■ TEXT SHOWN:
Start of Block
STEWARDSHIP is a classic life principle that never gets old. The weight of its plausibility could still make it one of the top 21st-century life skills, especially during these challenging times. Richard Worrel proposed a definition of this principle as the responsible use (including conservation) of natural resources in a way that takes full and balanced account of the interests of society, future generations, and other species, as well as of private needs, and accepts significant answerability to society.” Hugh Whelchel added that this is “where the concepts of faith, work, and economics intersect.”
Many organizations understood the wisdom behind this principle. They realized that they are not limited to only mind their businesses but to go to the other stakeholders in the society that directly or indirectly affect their operations. This act of care is explicitly expressed to the other stakeholders of the society, thus the practice of corporate social responsibility (CSR). As a former marketing communication specialist, I assisted my former company in its ‘Adopt-a-School Program’ and made sure that the presence of our brand is felt by the community it serves. Many known brands practice this on a much bigger and wider scale to achieve the same purpose.
However, taking this at a personal level is another story. This pandemic has taken away so much from us—our freedom to go out and physically be with family, our financial security, our health, and even the very lives of those whom we love. The feelings of uncertainty, doubts, and discouragement creep in. Undeniably, when we are pushed at the edge of our ropes, these valid feelings blur our vision to see the potential of the remaining seeds in our hands. Somehow we are caught up in the inevitable intersection of sulking in our fears or to move on, accept this reality and decide to maximize whatever we have on our plate at the moment.
End of Block
Dataset entries
Start of Block
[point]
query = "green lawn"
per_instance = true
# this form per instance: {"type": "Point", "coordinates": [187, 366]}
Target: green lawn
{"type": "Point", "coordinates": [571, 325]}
End of Block
■ DIRECTIONS:
[1] In the stewardship passage, who says stewardship is where faith, work, and economics intersect?
[2] List everything the stewardship passage says the pandemic has taken away from us.
[3] According to the stewardship passage, why do many organizations reach out to other members of society through corporate social responsibility?

■ ANSWERS GIVEN:
[1] Hugh Whelchel

[2] Our freedom to go out and physically be with family, our financial security, our health, and the very lives of those whom we love.

[3] They realized that they are not limited to minding only their own businesses. They must also go to the other stakeholders in society who directly or indirectly affect their operations.